* Data provided *
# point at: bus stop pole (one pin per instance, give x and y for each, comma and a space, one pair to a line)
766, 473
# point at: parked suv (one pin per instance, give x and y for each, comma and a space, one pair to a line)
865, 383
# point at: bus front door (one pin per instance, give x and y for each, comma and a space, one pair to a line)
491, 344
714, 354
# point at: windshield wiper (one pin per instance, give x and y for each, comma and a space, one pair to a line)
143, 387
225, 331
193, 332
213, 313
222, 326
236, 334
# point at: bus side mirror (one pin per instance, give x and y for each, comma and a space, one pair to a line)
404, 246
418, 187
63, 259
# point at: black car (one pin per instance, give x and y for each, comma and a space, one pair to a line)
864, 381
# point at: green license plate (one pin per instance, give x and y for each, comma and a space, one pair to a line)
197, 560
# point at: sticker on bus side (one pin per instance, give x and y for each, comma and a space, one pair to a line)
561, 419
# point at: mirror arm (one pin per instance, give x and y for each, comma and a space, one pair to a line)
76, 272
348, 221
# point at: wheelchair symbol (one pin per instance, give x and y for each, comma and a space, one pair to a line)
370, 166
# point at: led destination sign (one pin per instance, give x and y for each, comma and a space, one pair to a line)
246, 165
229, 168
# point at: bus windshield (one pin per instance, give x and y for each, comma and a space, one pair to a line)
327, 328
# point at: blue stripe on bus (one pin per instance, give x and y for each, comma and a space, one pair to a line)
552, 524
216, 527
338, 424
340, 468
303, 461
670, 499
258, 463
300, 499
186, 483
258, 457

* Prompt *
Could you render all of the records above as a two-column CSV with the header row instruction,points? Each record should be one row, with its text in one quoted field and its answer in another, and any line breaks replaced by spaces.

* Answer to the task *
instruction,points
"# point at: bus stop pole (one pin per instance, give x and y for each, comma and a space, one pair to a line)","766, 473"
"# point at: parked suv (one pin per instance, give x and y for each, comma and a space, one pair to a line)","865, 383"
"# point at: bus front door (one pin per instance, give x and y for each, comma and a space, one pair to a line)","491, 344 714, 354"
"# point at: windshield wiper (one pin per instance, give x and y for each, comma and a space, one pair to a line)","143, 387 225, 331 193, 332 213, 313 222, 326 236, 334"
"# point at: bus side mirror (one pin per instance, give x and y for each, comma and a space, one pair to a line)","404, 246 418, 187 63, 259"
"# point at: black car (one pin per instance, give x and y for each, comma and a space, one pair to a line)","864, 381"
"# point at: green license plate (one pin per instance, give x and y for each, comma and a space, one pair to a line)","197, 560"
"# point at: sticker on bus side (one pin per instance, give x and y for each, comma and a space, one pair to a line)","561, 419"
"# point at: mirror arm (one pin per instance, give x and y for each, comma and a space, one pair to a line)","76, 272 348, 221"
"# point at: wheelchair symbol (one pin per instance, give x and y for each, comma and a space, one pair to a line)","370, 166"
"# point at: led destination sign (one pin per instance, give x and y for each, comma and a space, one pair to a line)","246, 165 229, 168"
"# point at: bus windshield (one pin per instance, give x and y for each, comma and a space, one pair to a line)","327, 328"
"# point at: blue stripe on bus (one pin per instance, give x and y for each, comma and a space, one pair to a line)","552, 524 216, 527 338, 424 340, 468 303, 461 670, 499 258, 463 300, 499 186, 483 258, 457"